** Stored data entries **
☆ ☆ ☆ ☆

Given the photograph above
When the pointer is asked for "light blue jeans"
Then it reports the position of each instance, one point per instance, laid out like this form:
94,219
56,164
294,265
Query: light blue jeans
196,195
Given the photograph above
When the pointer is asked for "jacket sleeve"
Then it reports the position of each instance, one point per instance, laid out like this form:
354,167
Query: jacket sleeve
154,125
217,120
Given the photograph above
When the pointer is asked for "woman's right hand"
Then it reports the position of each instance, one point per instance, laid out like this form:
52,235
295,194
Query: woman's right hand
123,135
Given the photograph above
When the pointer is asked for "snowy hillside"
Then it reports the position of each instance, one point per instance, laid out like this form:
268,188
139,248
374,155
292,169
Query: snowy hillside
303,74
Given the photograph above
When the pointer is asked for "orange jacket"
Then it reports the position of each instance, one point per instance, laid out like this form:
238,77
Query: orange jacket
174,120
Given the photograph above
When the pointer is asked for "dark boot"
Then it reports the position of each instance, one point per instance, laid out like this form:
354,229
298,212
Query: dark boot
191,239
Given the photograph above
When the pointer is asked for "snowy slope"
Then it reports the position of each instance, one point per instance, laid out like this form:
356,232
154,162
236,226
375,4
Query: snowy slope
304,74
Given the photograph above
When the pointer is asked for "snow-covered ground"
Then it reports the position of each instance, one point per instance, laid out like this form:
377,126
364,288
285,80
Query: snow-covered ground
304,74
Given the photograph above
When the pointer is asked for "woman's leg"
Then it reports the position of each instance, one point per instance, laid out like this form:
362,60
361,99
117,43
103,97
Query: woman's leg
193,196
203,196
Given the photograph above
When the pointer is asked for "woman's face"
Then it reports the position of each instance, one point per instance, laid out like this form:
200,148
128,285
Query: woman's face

☆ ☆ ☆ ☆

** TASK DETAILS **
Return the records in full. Omit nothing.

** TASK RESULT **
Given the photograph above
When the pointer is asked for "light blue jeans"
Then it reports the position of each instance, one point per instance, laid out like this form:
94,219
56,164
294,265
Query: light blue jeans
196,195
Given the photograph above
When the pointer is asked for "jacket sleeve"
Then it reports the position of each instance, one point per instance, laid out like this form:
354,167
Query: jacket sleeve
154,125
217,120
Given the photograph above
When the pointer is asked for "woman's right hand"
Then it reports the position of each instance, one point per instance, laid out like this form:
52,235
295,194
Query: woman's right hand
123,135
Given the photograph above
When the pointer is asked for "snowy hillside"
Then it reports the position of each instance, one point per instance, laid out like this form:
268,188
139,248
374,155
292,169
Query: snowy hillside
303,74
Given the photograph above
When the pointer is asked for "orange jacket"
Then it reports the position of each instance, one point per instance, laid out like this form:
238,77
Query: orange jacket
174,120
Given the photograph above
When the pointer is asked for "dark boot"
Then it reports the position of each instance, one point per instance, laid out like this form:
354,229
298,212
Query: dark boot
191,239
Given the photograph above
When the pointer is asked for "snowy slope"
Then it reports the position of each instance, one point per instance, laid out like this form:
356,232
154,162
236,226
375,4
Query: snowy slope
304,74
Given the photograph above
When the pointer is asked for "snow-covered ground"
Then it reports the position of each instance, one point per instance, laid out like this form:
377,126
364,288
285,80
Query: snow-covered ground
304,74
Given the photograph above
When the pointer is asked for "woman's leg"
Then it reports the position of each instance, one point per instance, laid out like this form:
362,60
361,99
117,43
103,97
Query: woman's leg
193,196
203,196
Given the photograph above
When the pointer is asked for "woman's face"
Then it reports the position of each instance, one point per instance, laid out like this form:
200,148
128,285
Query: woman's face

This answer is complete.